Aim.
Count how many lines of the material below contain the string "tower", with case distinguished, and give only that number.

Entries provided.
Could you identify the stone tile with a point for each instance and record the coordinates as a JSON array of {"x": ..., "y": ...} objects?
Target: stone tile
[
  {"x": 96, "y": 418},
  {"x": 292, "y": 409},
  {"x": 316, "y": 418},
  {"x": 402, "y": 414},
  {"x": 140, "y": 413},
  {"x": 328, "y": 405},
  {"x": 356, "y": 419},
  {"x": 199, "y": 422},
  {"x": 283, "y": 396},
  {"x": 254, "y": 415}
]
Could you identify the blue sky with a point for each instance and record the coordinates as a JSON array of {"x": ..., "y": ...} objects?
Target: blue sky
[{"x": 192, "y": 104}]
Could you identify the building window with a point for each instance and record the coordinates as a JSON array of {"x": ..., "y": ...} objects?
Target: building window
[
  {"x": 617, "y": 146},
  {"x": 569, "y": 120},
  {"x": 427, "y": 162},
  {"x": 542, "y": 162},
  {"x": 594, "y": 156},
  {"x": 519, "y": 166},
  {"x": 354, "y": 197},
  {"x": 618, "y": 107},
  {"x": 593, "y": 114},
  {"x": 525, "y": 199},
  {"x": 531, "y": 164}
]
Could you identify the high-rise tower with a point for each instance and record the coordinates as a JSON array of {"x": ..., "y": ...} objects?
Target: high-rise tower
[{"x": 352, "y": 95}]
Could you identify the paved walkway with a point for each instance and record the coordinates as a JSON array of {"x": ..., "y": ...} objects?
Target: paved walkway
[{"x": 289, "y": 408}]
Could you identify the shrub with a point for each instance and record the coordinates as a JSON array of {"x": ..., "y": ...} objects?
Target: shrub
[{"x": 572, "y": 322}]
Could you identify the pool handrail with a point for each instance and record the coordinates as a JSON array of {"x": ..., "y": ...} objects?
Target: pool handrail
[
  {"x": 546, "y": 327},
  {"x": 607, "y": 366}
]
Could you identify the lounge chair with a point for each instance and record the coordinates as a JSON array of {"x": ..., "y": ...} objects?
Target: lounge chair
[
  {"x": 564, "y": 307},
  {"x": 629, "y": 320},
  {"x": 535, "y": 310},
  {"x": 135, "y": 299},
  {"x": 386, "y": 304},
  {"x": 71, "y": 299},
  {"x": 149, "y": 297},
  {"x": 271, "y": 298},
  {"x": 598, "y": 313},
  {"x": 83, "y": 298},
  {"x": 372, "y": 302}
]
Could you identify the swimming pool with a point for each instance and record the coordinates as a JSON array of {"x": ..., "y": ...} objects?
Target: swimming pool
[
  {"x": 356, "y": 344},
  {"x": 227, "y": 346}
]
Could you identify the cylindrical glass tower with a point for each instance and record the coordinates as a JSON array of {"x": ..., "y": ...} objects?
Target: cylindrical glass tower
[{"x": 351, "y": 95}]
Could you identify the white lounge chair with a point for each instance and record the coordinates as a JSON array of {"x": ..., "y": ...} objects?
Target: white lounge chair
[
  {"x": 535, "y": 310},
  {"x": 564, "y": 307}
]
--
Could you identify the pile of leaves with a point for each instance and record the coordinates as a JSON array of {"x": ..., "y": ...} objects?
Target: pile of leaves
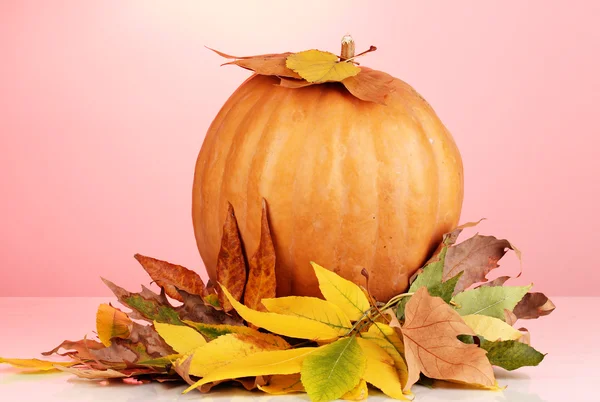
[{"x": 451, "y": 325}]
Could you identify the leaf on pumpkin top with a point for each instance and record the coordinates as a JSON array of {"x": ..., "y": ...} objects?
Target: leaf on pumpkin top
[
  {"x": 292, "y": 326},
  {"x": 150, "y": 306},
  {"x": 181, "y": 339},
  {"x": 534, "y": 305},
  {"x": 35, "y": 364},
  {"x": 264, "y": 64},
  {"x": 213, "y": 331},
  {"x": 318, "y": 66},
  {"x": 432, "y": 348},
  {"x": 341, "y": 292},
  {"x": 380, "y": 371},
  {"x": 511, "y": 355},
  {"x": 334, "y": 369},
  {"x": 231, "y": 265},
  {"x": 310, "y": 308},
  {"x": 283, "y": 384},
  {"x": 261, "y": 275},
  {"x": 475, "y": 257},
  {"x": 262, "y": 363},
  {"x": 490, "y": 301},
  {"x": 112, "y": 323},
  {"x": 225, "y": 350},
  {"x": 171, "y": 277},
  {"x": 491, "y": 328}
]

Answer below.
4